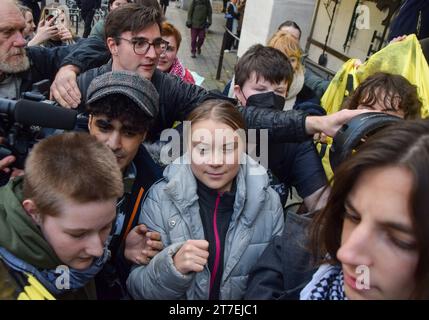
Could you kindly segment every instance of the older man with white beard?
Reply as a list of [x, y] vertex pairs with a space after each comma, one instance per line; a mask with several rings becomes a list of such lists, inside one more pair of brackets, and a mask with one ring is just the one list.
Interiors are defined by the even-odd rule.
[[22, 36], [25, 21], [9, 1], [0, 6], [0, 97], [17, 98], [21, 78], [17, 75], [30, 67]]
[[[0, 98], [16, 100], [29, 91], [33, 83], [53, 80], [62, 58], [72, 46], [48, 49], [25, 48], [22, 35], [25, 20], [14, 0], [1, 0], [0, 4]], [[1, 137], [0, 137], [1, 142]], [[15, 161], [14, 156], [0, 159], [0, 171]]]
[[73, 46], [25, 48], [25, 20], [14, 0], [0, 5], [0, 98], [19, 99], [32, 84], [53, 80], [62, 58]]

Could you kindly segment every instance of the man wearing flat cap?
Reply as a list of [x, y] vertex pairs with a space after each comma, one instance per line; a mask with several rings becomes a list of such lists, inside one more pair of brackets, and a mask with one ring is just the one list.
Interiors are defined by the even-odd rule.
[[[148, 263], [162, 249], [159, 233], [147, 232], [145, 225], [137, 226], [143, 195], [162, 174], [149, 168], [153, 162], [142, 146], [158, 115], [158, 104], [159, 96], [152, 83], [129, 71], [104, 73], [88, 87], [89, 132], [113, 151], [124, 181], [124, 195], [117, 203], [109, 244], [112, 256], [96, 277], [98, 299], [126, 297], [126, 286], [122, 284], [130, 264], [124, 259], [125, 247], [131, 255], [130, 262], [139, 264]], [[150, 245], [146, 245], [148, 240]]]

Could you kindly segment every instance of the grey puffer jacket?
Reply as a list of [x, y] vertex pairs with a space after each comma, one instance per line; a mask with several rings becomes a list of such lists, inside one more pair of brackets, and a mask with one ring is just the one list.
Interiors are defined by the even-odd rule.
[[[244, 297], [251, 268], [268, 243], [283, 230], [283, 209], [277, 193], [268, 186], [265, 170], [249, 156], [245, 158], [236, 179], [234, 210], [225, 239], [221, 300]], [[250, 166], [263, 170], [263, 174], [249, 174]], [[127, 287], [132, 297], [208, 299], [208, 266], [202, 272], [183, 275], [173, 263], [174, 254], [186, 240], [205, 239], [197, 182], [190, 166], [169, 165], [164, 179], [149, 190], [140, 214], [140, 223], [161, 233], [164, 250], [147, 266], [138, 266], [131, 272]]]

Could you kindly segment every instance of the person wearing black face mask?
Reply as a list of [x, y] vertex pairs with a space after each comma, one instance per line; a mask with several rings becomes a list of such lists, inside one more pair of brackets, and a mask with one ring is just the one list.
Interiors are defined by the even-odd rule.
[[246, 105], [258, 106], [261, 108], [274, 107], [274, 109], [283, 110], [285, 101], [285, 97], [274, 93], [274, 91], [268, 91], [251, 95], [247, 98]]
[[[282, 52], [255, 45], [235, 66], [235, 96], [243, 106], [283, 110], [292, 74], [292, 67]], [[304, 104], [301, 108], [312, 114], [324, 113], [322, 107], [314, 104]], [[269, 143], [267, 169], [271, 172], [271, 186], [283, 204], [292, 186], [304, 199], [307, 210], [313, 211], [325, 204], [327, 193], [321, 195], [327, 180], [311, 141]]]

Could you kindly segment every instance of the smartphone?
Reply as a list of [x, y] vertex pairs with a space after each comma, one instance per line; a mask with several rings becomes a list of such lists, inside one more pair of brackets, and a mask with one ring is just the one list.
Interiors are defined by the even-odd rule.
[[46, 8], [45, 9], [45, 20], [51, 21], [54, 19], [54, 24], [58, 24], [59, 20], [58, 17], [60, 16], [61, 11], [57, 8]]

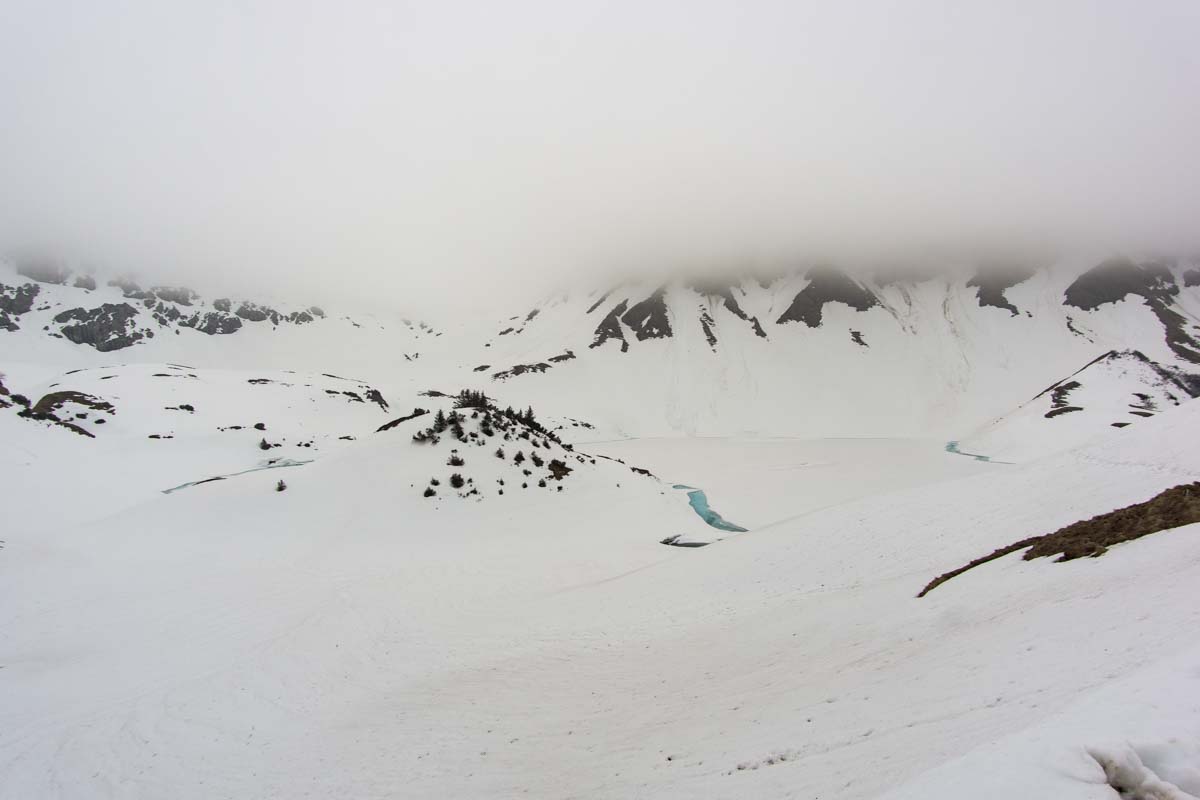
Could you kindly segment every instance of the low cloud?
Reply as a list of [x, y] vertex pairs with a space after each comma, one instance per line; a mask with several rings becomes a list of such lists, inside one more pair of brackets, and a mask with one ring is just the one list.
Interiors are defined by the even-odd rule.
[[17, 2], [0, 243], [485, 305], [600, 270], [1200, 249], [1200, 10]]

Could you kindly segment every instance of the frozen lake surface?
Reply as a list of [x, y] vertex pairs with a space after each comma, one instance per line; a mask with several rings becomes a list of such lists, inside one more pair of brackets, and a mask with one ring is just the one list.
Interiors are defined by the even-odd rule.
[[1005, 469], [934, 439], [626, 439], [580, 443], [670, 483], [704, 489], [751, 530], [860, 497]]

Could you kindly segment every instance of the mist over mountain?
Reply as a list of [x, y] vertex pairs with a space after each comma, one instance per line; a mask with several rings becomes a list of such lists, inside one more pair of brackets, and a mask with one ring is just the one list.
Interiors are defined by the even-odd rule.
[[1200, 5], [0, 5], [0, 800], [1200, 798]]
[[1200, 249], [1186, 0], [0, 13], [10, 251], [451, 308], [610, 270]]

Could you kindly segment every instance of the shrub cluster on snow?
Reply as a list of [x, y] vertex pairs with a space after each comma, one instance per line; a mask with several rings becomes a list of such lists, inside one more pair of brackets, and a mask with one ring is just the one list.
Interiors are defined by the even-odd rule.
[[[439, 409], [433, 421], [414, 433], [412, 440], [418, 446], [453, 445], [445, 463], [457, 471], [444, 477], [460, 497], [481, 495], [474, 477], [466, 471], [473, 466], [473, 459], [469, 455], [471, 447], [487, 448], [492, 457], [504, 465], [502, 473], [515, 473], [511, 477], [520, 481], [522, 489], [528, 489], [531, 483], [539, 489], [548, 489], [553, 483], [555, 490], [562, 491], [561, 482], [574, 470], [567, 461], [590, 461], [575, 454], [571, 445], [543, 426], [532, 408], [518, 411], [509, 406], [502, 409], [483, 392], [470, 389], [462, 390], [452, 400], [453, 407], [449, 413]], [[500, 443], [494, 450], [491, 449], [493, 440]], [[510, 443], [510, 448], [517, 449], [511, 452], [506, 450], [505, 442]], [[488, 475], [491, 476], [495, 472], [495, 462], [485, 463], [490, 464]], [[535, 469], [539, 474], [535, 475]], [[496, 495], [503, 495], [503, 474], [496, 477], [495, 482]], [[435, 487], [441, 484], [439, 477], [434, 476], [422, 494], [436, 497], [438, 491]]]

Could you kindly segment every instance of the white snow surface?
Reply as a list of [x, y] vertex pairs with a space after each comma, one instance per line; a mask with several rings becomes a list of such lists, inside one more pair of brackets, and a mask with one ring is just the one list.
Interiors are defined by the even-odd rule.
[[1140, 353], [1114, 351], [968, 436], [959, 448], [1000, 461], [1028, 461], [1134, 425], [1190, 399], [1175, 375], [1151, 365]]
[[914, 595], [1195, 480], [1198, 424], [1188, 403], [698, 550], [657, 543], [699, 524], [678, 493], [603, 460], [431, 503], [435, 462], [392, 432], [282, 493], [257, 472], [14, 525], [0, 794], [1105, 798], [1084, 754], [1124, 742], [1190, 774], [1200, 526]]
[[[1064, 263], [1009, 288], [1015, 314], [981, 305], [966, 277], [875, 285], [880, 305], [856, 311], [827, 303], [816, 328], [777, 323], [804, 279], [732, 284], [729, 293], [765, 338], [719, 297], [668, 285], [663, 304], [672, 336], [638, 340], [621, 323], [627, 351], [614, 339], [592, 347], [606, 313], [655, 291], [631, 284], [552, 297], [497, 323], [484, 347], [457, 363], [464, 371], [487, 365], [481, 379], [546, 364], [544, 372], [498, 380], [495, 388], [556, 414], [586, 413], [596, 439], [963, 439], [1111, 350], [1135, 348], [1156, 362], [1197, 370], [1171, 351], [1141, 297], [1090, 311], [1064, 305], [1064, 290], [1081, 271]], [[1182, 288], [1174, 309], [1200, 334], [1200, 287]], [[714, 345], [702, 330], [704, 313], [713, 320]], [[552, 360], [568, 352], [573, 359]], [[1081, 443], [1066, 438], [1059, 449]]]
[[[766, 324], [795, 288], [738, 299]], [[714, 351], [672, 290], [677, 335], [627, 353], [587, 347], [595, 297], [486, 348], [327, 308], [101, 353], [41, 330], [85, 290], [43, 291], [5, 385], [115, 411], [0, 408], [0, 798], [1200, 797], [1200, 525], [915, 597], [1200, 480], [1200, 404], [1080, 371], [1180, 366], [1140, 300], [927, 281], [768, 340], [713, 304]], [[469, 412], [414, 442], [463, 387], [574, 449]]]

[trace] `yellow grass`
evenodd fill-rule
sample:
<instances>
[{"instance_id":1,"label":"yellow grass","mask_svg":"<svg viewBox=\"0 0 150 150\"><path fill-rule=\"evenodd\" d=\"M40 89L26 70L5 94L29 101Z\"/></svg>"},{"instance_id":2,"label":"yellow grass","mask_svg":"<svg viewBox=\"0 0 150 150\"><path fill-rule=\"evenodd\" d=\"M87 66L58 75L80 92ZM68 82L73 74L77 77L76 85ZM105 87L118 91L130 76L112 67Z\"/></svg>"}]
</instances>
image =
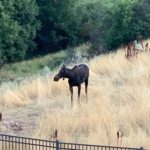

- **Action item**
Report the number of lines in the records that include the string "wearing", and write no other words.

- **Task output**
2